Task goal: Please read the records below and return each line holding the string "grip".

• • • •

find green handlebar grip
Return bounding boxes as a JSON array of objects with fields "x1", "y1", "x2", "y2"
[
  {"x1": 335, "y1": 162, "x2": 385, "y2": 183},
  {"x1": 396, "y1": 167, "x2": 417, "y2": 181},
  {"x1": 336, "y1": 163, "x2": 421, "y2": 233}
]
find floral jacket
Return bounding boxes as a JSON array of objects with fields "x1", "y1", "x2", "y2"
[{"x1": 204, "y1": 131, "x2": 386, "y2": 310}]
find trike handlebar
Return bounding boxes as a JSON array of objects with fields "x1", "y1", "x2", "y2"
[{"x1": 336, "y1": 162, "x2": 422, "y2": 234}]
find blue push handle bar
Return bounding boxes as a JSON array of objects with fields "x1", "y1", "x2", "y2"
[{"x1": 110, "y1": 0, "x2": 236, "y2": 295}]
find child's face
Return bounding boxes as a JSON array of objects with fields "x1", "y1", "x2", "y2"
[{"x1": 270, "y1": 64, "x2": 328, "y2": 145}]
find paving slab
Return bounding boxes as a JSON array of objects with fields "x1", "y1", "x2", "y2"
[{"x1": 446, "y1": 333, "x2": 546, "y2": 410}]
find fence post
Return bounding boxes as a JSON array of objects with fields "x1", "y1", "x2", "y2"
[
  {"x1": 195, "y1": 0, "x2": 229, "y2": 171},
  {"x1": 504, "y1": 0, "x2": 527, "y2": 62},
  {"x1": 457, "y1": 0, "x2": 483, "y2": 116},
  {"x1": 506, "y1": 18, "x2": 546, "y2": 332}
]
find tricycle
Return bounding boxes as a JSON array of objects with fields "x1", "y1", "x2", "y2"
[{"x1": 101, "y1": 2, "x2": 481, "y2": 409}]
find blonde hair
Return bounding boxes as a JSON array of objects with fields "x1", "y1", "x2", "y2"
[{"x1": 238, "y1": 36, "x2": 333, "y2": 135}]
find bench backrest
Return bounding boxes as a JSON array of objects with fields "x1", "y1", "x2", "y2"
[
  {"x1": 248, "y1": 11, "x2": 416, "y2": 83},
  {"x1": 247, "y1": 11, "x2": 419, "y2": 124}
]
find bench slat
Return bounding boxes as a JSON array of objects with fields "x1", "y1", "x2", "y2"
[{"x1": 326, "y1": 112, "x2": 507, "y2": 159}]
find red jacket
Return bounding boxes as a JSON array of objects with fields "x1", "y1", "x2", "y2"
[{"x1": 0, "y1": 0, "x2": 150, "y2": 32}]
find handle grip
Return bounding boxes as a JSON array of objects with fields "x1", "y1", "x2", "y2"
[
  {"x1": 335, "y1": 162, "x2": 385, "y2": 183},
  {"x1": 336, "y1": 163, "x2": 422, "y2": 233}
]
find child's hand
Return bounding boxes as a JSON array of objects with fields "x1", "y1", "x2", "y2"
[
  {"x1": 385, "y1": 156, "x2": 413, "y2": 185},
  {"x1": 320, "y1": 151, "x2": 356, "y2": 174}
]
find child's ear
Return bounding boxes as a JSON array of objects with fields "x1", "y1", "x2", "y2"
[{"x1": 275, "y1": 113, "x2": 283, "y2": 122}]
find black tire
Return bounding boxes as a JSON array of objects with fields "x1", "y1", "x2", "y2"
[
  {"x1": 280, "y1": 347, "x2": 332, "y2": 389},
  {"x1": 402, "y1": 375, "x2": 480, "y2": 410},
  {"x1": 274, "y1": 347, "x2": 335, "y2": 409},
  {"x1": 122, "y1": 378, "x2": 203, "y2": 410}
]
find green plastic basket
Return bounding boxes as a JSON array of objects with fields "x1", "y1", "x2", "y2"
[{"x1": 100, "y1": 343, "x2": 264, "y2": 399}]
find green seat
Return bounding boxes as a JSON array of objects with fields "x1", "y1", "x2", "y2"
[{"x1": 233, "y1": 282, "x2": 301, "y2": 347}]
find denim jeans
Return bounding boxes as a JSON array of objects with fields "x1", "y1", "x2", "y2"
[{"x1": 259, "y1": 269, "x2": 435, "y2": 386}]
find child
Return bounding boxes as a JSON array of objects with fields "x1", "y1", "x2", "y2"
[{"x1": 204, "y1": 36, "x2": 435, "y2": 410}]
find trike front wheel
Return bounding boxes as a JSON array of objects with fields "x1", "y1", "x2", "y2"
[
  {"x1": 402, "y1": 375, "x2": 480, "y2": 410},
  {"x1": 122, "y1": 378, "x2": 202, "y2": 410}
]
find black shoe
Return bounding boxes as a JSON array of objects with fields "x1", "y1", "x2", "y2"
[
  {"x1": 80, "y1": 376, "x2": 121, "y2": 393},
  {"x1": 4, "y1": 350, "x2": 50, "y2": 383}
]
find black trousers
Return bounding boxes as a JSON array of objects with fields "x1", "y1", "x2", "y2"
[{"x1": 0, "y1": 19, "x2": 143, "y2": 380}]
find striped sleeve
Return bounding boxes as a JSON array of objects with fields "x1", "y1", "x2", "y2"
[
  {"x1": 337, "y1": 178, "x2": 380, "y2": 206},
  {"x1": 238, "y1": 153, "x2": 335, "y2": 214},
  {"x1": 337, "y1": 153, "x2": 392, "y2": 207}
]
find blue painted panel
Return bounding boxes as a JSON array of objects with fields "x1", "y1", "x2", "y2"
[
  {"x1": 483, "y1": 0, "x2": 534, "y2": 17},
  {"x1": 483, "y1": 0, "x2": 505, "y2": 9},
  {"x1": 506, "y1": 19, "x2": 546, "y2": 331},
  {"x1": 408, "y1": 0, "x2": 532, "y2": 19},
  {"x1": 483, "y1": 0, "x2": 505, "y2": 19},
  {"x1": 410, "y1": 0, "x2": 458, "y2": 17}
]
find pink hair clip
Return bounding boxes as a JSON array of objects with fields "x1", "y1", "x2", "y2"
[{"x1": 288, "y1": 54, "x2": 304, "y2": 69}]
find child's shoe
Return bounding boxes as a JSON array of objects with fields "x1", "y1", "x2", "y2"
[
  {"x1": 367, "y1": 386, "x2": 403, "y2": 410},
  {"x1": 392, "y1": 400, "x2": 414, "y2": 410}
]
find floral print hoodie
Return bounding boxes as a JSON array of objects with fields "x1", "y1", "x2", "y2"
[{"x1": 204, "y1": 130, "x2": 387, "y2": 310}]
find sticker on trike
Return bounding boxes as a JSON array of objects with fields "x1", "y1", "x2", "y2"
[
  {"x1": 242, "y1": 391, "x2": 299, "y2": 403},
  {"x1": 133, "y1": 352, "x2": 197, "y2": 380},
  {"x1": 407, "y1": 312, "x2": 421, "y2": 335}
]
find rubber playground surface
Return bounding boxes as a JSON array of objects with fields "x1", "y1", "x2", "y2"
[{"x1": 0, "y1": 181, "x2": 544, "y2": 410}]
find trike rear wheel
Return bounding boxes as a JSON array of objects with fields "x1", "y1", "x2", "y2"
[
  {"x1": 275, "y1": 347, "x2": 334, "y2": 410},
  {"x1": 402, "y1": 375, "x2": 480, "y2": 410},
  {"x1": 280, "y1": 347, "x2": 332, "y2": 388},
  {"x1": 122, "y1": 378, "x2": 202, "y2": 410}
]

• • • •

Output for this exercise:
find green handlebar grip
find handle grip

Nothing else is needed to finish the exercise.